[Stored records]
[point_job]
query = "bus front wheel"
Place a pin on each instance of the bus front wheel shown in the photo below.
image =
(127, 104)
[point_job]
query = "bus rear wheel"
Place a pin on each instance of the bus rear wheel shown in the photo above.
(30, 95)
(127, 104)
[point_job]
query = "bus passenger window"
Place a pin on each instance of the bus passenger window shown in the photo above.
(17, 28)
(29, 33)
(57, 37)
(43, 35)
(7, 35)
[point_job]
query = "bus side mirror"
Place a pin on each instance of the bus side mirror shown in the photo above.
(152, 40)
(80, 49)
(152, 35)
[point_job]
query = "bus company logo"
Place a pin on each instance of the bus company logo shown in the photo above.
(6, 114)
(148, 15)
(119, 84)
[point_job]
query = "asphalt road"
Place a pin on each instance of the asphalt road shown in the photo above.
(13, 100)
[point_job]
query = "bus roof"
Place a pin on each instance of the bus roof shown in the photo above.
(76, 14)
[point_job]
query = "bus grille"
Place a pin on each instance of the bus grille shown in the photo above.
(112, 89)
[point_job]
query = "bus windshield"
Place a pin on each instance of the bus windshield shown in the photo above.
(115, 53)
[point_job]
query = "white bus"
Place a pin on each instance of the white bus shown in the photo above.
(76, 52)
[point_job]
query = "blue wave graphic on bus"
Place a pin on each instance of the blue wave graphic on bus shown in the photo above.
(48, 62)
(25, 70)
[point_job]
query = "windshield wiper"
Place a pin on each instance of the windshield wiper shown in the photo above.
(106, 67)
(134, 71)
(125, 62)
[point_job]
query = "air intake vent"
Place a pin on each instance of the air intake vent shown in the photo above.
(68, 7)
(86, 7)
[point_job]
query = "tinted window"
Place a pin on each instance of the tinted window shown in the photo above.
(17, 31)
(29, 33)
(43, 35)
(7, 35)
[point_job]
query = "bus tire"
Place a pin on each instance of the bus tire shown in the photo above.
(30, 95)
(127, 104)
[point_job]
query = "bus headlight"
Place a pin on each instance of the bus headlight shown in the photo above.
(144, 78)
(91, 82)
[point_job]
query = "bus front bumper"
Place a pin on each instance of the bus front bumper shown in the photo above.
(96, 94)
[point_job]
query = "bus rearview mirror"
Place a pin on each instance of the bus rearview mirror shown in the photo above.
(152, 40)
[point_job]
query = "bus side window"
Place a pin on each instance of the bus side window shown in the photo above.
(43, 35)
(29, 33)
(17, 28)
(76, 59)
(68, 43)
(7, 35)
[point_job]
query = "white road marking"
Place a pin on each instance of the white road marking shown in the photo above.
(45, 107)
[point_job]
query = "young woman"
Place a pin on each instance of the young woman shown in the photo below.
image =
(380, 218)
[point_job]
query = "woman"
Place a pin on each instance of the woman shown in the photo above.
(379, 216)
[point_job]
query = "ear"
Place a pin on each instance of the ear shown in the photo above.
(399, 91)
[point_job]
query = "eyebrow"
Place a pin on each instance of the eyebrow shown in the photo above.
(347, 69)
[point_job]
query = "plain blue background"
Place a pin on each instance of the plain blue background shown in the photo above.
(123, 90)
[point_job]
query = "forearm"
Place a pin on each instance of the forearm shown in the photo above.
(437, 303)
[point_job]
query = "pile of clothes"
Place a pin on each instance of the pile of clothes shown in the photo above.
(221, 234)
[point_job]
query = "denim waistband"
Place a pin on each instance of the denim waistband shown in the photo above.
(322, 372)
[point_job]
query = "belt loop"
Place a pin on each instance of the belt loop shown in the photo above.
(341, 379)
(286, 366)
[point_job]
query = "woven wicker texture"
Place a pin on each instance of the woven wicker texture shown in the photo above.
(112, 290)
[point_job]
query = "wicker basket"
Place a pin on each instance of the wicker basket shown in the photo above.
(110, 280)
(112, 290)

● **Request**
Produce an exact copy of all the records.

● **Solution below**
[point_job]
query = "bus front wheel"
Place a pin on each instance of the bus front wheel shown in the photo below.
image =
(127, 104)
[point_job]
query = "bus rear wheel"
Place a pin on each instance of the bus rear wheel shown in the photo above.
(30, 95)
(127, 104)
[point_job]
query = "bus passenger window"
Place a pin on each instance of the bus passenger window shown in the photo above.
(17, 28)
(29, 33)
(57, 37)
(43, 35)
(7, 35)
[point_job]
query = "bus side mirror"
Place a pin on each instance of the bus side mirror shown in the photo above.
(152, 40)
(80, 49)
(152, 35)
[point_job]
query = "bus company logo"
Place a pin on each instance of the bus company logo shown in the photo above.
(6, 114)
(148, 15)
(119, 84)
[point_job]
query = "asphalt road"
Place a pin on each instance of the asphalt road shown in the photo above.
(13, 100)
[point_job]
query = "bus roof"
Place a pin on each instance of the bus roof shown in the photo above.
(76, 14)
[point_job]
query = "bus grille"
Place a pin on each instance of the bus grille shown in the photo above.
(112, 89)
[point_job]
query = "bus windshield"
Place a pin on each instance of the bus windshield shown in the photo above.
(115, 53)
[point_job]
query = "white bus"
Place a pin on each instance of the white bus shown in the photo above.
(76, 52)
[point_job]
query = "blue wave graphic on bus"
Place a pin on each instance of the blue wave graphic on bus shown in the photo above.
(48, 62)
(25, 70)
[point_job]
query = "windshield wiper"
Place a pin on each instance of the windshield wiper shown in the photo above.
(106, 67)
(134, 71)
(125, 62)
[point_job]
query = "air intake vent"
Place a pin on each instance of the air intake vent shown in the photo above.
(68, 7)
(86, 7)
[point_job]
query = "tinted window"
Place a pin on each instance of the tinted window shown in the photo above.
(17, 31)
(29, 33)
(43, 35)
(7, 35)
[point_job]
query = "bus tire"
Place a pin on each instance of the bus tire shown in the photo above.
(30, 95)
(127, 104)
[point_job]
query = "bus headlight"
Place a pin on each instance of the bus headlight shown in the photo above.
(144, 78)
(91, 82)
[point_job]
query = "bus front bumper"
Place a pin on each instance of the bus front bumper shown in the photo above.
(96, 94)
[point_job]
query = "bus rearview mirror"
Place a pin on each instance of the bus rearview mirror shown in the photo above.
(152, 40)
[point_job]
query = "bus side window"
Place a pin on each instance of the bus side window shown in the photo above.
(43, 35)
(29, 33)
(17, 28)
(76, 59)
(68, 43)
(7, 35)
[point_job]
query = "white road marking"
Place a pin on each instance of the white road marking shown in the photo above.
(45, 107)
[point_job]
query = "young woman"
Place a pin on each instance of the young woman shown in the photo below.
image =
(380, 218)
[point_job]
query = "woman"
Place a pin on each instance of the woman shown in the photo above.
(379, 216)
[point_job]
query = "ear"
Place a pin on each instance of the ear shown in the photo above.
(399, 91)
[point_job]
query = "eyebrow"
Place a pin on each instance of the eyebrow shown in the photo above.
(347, 69)
[point_job]
query = "plain blue background"
Place a pin on each instance of the plain blue background shown in the photo above.
(123, 90)
[point_job]
query = "forearm"
Place a pin on each instance of the forearm shown in the photo above.
(437, 303)
[point_job]
query = "pile of clothes"
Place a pin on each instance of the pile of clothes shown in the photo above.
(221, 234)
[point_job]
query = "denim waistband"
Place a pin on each instance of the denim waistband shown in the photo above.
(322, 372)
[point_job]
query = "belt loop"
Place a pin on each instance of the belt loop shown in the photo above.
(341, 379)
(286, 366)
[point_job]
query = "woven wicker texture"
Place a pin on each instance of the woven wicker texture shown in the photo above.
(112, 290)
[point_job]
query = "wicker basket"
Place a pin on each instance of the wicker basket shown in the photo above.
(110, 280)
(112, 290)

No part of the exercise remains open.